Sadly, this week I bring unfortunate news. I finished the story I'd been working on for a month or so - in Alora Fane: Creation quest form, I mean - and showed it off to testers... but the reception was, uh, not good. Apparently the story I'd come out with was disturbing and not exactly well-constructed, and the characters weren't appealing, etc.
It makes sense, I suppose. MARDEK was conceived as an idea during a much happier time, when I had friends, and a muse who I exercised my humour and happiness with on a daily basis. Clarence's Big Chance was born from a single silly conversation she and I had; the good feelings I'd got from it - and from her - carried me through the entire development and produced a rather silly result.
Now, however, I'm consumed by darkness and despair, and every day is full of isolation and emotional suffering... so the stuff that I come out with reflects that. It's dark... Not in a gripping way, but in an uncomfortable and disturbing way, like a suicide note or something, I suppose.
The graphics of Alora Fane: Creation imply a silly sort of game; something good-natured that would make the player laugh. Not something that'd make the player feel sick in their stomach or their heart. I'd rather my creative output made people feel fuzzy inside, rather than inflicting my own pains on others like a virus. Not that a game that had that effect would make it very far anyway.
So sigh. I dread that this will just make people feel less of me for taking even longer with everything, but I feel like I should just take a while to build up some happiness in my life. To make efforts to find friends, to do things I love (if I can even decide what those things are)... Even though I make games, I rarely play them, so I'm not influenced and driven like I was in the past... So I should play a lot of games, too. Then, when I feel happier, I can make something much happier, which will make other people happy from playing it (I hope!), and which will also most likely be more likable as a result.

→ Exercise description: Rewrite the game development post between "So sigh. I dread" and "as a result.", inclusive, changing "games" to "video games".

→ Source data:
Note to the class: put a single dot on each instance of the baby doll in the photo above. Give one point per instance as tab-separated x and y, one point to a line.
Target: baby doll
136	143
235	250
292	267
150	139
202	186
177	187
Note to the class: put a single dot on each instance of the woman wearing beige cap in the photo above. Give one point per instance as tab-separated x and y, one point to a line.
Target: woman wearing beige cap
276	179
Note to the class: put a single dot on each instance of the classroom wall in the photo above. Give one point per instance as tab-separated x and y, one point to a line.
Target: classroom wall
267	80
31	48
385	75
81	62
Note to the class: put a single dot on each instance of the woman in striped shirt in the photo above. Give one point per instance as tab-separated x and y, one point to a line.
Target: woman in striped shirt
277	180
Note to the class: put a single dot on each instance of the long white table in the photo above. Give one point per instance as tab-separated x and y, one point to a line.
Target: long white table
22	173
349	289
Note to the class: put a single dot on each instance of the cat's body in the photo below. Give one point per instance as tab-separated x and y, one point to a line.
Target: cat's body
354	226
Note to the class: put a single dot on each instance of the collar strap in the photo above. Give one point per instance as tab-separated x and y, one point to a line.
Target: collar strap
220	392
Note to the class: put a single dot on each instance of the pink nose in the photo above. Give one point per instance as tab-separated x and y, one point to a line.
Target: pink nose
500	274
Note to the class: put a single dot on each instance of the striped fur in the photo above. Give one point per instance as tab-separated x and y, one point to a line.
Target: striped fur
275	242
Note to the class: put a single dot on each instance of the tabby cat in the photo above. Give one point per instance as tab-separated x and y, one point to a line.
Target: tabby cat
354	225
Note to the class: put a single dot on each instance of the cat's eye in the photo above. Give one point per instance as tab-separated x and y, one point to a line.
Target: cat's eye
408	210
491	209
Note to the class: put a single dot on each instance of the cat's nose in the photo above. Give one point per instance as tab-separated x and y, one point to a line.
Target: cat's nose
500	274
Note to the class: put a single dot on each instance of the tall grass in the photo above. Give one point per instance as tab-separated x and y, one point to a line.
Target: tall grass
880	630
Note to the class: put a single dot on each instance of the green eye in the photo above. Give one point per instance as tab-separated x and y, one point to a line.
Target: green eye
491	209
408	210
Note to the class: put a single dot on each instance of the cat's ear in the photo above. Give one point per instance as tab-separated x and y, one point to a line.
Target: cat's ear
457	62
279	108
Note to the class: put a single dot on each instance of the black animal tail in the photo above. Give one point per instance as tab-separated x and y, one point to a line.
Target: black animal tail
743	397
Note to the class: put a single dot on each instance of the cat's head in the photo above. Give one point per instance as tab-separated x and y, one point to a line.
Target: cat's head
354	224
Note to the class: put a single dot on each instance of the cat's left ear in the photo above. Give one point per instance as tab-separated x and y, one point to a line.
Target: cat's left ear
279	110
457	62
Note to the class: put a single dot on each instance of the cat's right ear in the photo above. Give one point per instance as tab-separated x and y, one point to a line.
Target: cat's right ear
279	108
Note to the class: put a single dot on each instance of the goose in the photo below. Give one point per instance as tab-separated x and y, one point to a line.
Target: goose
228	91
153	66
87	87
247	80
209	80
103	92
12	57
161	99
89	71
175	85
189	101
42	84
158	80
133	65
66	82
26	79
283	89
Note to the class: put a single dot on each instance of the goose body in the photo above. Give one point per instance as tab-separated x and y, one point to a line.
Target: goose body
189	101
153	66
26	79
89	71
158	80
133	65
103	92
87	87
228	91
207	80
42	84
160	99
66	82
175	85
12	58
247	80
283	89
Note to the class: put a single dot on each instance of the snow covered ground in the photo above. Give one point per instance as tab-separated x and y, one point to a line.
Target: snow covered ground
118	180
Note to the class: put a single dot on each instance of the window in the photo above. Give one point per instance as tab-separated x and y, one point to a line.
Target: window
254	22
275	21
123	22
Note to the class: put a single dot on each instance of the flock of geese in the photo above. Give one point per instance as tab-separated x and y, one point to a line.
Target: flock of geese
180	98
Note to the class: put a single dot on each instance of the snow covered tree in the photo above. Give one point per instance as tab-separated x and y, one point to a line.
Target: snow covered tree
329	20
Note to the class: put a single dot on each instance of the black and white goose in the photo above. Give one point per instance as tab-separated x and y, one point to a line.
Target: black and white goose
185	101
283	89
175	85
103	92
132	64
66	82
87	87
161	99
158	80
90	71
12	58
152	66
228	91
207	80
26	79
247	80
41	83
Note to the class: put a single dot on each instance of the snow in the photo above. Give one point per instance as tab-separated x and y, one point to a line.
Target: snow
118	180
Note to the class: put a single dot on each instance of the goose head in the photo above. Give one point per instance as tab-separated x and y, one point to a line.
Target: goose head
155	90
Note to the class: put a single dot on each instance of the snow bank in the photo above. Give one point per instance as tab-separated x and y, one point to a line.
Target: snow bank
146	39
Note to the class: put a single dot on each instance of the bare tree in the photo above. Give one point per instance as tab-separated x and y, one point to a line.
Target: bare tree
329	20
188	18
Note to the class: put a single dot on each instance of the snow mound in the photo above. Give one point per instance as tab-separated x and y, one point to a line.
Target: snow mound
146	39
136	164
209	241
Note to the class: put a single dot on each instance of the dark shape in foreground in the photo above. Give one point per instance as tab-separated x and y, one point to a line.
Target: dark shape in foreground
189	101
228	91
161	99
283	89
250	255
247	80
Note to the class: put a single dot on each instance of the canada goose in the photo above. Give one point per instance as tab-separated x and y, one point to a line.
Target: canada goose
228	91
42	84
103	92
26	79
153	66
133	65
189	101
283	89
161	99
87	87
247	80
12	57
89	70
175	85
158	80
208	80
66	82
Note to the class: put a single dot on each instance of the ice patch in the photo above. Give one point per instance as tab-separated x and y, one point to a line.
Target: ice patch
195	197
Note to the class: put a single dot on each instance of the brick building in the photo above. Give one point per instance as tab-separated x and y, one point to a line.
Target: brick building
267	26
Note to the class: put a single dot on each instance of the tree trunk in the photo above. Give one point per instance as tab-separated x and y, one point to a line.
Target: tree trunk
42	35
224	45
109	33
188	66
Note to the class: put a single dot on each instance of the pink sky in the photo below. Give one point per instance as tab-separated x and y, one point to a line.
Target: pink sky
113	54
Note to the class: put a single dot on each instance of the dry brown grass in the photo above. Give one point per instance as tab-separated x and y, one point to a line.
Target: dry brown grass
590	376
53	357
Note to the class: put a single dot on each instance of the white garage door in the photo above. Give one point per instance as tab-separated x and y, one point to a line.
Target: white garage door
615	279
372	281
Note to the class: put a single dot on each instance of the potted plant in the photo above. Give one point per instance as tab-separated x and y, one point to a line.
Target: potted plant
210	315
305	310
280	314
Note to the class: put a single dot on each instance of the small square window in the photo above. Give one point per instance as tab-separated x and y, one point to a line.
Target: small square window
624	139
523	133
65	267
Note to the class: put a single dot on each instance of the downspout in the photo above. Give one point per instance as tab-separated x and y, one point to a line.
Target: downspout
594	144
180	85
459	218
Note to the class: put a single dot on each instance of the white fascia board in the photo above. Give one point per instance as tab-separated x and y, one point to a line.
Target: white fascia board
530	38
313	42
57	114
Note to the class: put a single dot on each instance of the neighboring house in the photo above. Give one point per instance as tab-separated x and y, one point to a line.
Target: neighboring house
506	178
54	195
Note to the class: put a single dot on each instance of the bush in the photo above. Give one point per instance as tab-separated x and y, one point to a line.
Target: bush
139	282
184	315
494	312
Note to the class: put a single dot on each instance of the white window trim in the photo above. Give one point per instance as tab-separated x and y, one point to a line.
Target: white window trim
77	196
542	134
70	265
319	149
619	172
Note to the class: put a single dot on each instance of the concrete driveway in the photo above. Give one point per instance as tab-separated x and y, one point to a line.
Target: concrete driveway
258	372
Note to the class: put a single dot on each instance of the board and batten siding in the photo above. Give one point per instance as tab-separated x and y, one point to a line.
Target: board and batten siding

→ Output:
So sigh. I dread that this will just make people feel less of me for taking even longer with everything, but I feel like I should just take a while to build up some happiness in my life. To make efforts to find friends, to do things I love (if I can even decide what those things are)... Even though I make video games, I rarely play them, so I'm not influenced and driven like I was in the past... So I should play a lot of video games, too. Then, when I feel happier, I can make something much happier, which will make other people happy from playing it (I hope!), and which will also most likely be more likable as a result.